| EXERCISE PROMPT |
The full set of records must be returned exactly, character for character.

[Region pointing data]
'''

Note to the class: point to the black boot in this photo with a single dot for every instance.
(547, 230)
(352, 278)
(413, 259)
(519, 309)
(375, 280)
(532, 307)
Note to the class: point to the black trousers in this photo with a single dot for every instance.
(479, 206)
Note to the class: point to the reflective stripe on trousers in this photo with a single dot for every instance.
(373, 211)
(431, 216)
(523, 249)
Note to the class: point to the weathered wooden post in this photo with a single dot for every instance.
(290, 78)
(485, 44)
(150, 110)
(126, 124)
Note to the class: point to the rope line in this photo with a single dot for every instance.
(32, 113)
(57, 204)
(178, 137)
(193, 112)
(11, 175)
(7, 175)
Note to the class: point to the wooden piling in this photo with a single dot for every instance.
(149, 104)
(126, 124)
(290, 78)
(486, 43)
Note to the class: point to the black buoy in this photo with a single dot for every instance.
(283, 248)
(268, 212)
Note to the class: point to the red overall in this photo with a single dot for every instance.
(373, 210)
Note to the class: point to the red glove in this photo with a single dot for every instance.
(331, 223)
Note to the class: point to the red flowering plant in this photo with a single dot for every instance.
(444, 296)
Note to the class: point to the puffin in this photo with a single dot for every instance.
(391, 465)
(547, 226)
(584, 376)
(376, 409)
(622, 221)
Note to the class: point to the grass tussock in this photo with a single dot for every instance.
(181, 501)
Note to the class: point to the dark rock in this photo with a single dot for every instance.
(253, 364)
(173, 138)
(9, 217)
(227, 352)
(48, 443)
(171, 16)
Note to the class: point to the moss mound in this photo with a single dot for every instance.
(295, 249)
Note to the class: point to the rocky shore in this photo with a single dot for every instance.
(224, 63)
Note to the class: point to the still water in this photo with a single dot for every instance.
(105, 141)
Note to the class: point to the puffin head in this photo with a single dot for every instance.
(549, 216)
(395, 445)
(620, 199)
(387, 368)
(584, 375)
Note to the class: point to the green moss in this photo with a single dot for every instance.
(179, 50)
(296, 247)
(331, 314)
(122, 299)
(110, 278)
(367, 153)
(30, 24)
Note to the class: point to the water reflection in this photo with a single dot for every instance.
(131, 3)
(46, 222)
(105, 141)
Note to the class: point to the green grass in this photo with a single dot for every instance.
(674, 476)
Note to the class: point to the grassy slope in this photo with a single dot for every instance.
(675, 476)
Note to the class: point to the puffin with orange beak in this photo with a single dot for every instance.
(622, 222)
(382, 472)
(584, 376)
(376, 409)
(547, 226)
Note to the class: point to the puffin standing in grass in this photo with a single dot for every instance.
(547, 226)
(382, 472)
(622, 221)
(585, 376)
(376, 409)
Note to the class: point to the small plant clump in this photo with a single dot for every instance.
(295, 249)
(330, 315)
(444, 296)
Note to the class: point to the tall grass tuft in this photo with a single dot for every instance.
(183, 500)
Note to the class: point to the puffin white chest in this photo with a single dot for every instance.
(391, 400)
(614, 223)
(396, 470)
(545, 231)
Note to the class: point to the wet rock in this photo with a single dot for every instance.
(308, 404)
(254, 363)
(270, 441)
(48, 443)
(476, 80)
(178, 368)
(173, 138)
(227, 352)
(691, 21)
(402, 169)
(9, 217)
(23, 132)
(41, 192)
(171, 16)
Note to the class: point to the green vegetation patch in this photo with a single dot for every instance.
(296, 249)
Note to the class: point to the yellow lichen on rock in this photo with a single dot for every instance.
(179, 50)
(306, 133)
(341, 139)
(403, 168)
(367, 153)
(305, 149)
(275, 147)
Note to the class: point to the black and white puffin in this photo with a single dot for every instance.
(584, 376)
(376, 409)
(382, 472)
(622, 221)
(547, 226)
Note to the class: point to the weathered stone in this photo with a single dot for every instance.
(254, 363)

'''

| COMPLETED EXERCISE |
Note to the class: point to the black boot in this photo with a single dot for every instance.
(547, 230)
(352, 278)
(413, 259)
(519, 309)
(375, 280)
(532, 307)
Note to the class: point to the black trousers in this photo with a single dot for every instance.
(479, 206)
Note to the class: point to the reflective stripe on trousers in this photo with a single dot for every instance.
(373, 211)
(431, 216)
(523, 249)
Note to the class: point to the weathered wooden post in this photo with a single dot for every instance.
(290, 78)
(485, 44)
(150, 110)
(126, 124)
Note to the class: point to the rope line in this photo with a single dot for every instance.
(32, 113)
(57, 204)
(178, 137)
(193, 112)
(11, 175)
(7, 175)
Note to the class: point to the wooden piling in this photo with a single dot for every instance.
(149, 104)
(126, 124)
(290, 78)
(486, 43)
Note to the class: point to the black buoy in this photo with a single dot for every instance.
(283, 248)
(268, 212)
Note to the class: point to the red overall in this photo with a single dot for every instance.
(373, 210)
Note to the class: point to the red glove in this photo with a single dot for every instance.
(331, 223)
Note to the class: point to the red flowering plant in this photo with a single dot for every instance.
(444, 296)
Note to the class: point to the puffin in this photo with a single dot for every instance.
(391, 465)
(547, 226)
(584, 376)
(376, 409)
(622, 221)
Note to the class: point to the grass tussock in this photo with a single dot for every instance.
(181, 501)
Note to the class: point to the dark rock in this photo with a single dot for every instance.
(253, 364)
(173, 138)
(9, 217)
(227, 352)
(48, 443)
(171, 16)
Note to the class: point to the moss mound in this photo with a single dot for every instance.
(295, 249)
Note to the class: point to the rocky shore in this photo with a single dot for every instance.
(224, 63)
Note to the class: point to the still water in this photo with a single dot for every instance.
(105, 141)
Note to the class: point to the puffin head in this photo with a single dot for every instance.
(549, 216)
(395, 445)
(620, 199)
(387, 368)
(584, 375)
Note to the class: point to the green moss in this photo with a single dot for every instance.
(179, 50)
(296, 247)
(331, 314)
(122, 299)
(110, 278)
(367, 153)
(30, 24)
Note to the class: point to the water reflection in this photo with a single dot for every instance.
(131, 3)
(46, 222)
(105, 141)
Note to the class: point to the green grass in this photo with a single dot for every instance.
(674, 476)
Note to the class: point to the grassy slope in this photo with a single dot for every instance.
(675, 476)
Note to the class: point to the puffin with orange beak in this photo with a single dot for every instance.
(622, 222)
(382, 472)
(584, 376)
(376, 409)
(547, 226)
Note to the class: point to the puffin standing in grass in this photo with a single dot for every instance.
(547, 226)
(382, 472)
(622, 221)
(585, 376)
(376, 409)
Note to the class: point to the small plant clump in this photo with a single dot for every instance.
(295, 249)
(330, 315)
(444, 296)
Note to the class: point to the tall grass tuft in this photo with a single dot for every instance.
(183, 500)
Note to the class: point to the puffin white chest in this photo with a single dot for every instance.
(391, 400)
(614, 223)
(396, 470)
(545, 231)
Note to the class: point to the wet rock in this photo with a single dot for every instance.
(308, 404)
(254, 363)
(270, 441)
(48, 443)
(476, 80)
(178, 368)
(173, 138)
(227, 352)
(691, 21)
(402, 169)
(9, 217)
(23, 132)
(41, 192)
(171, 16)
Note to the class: point to the green vegetation patch in this photo with a single dot for every instance.
(296, 249)
Note to the class: point to the yellow lichen on rock in this photo with a single dot for every instance.
(179, 50)
(306, 133)
(341, 139)
(403, 168)
(367, 153)
(305, 149)
(275, 147)
Note to the class: point to the black and white puffin in this photo with a single dot for every instance.
(584, 376)
(376, 409)
(382, 472)
(622, 221)
(547, 226)
Note to the class: point to the weathered stone in this photo with a single dot for every instance.
(254, 363)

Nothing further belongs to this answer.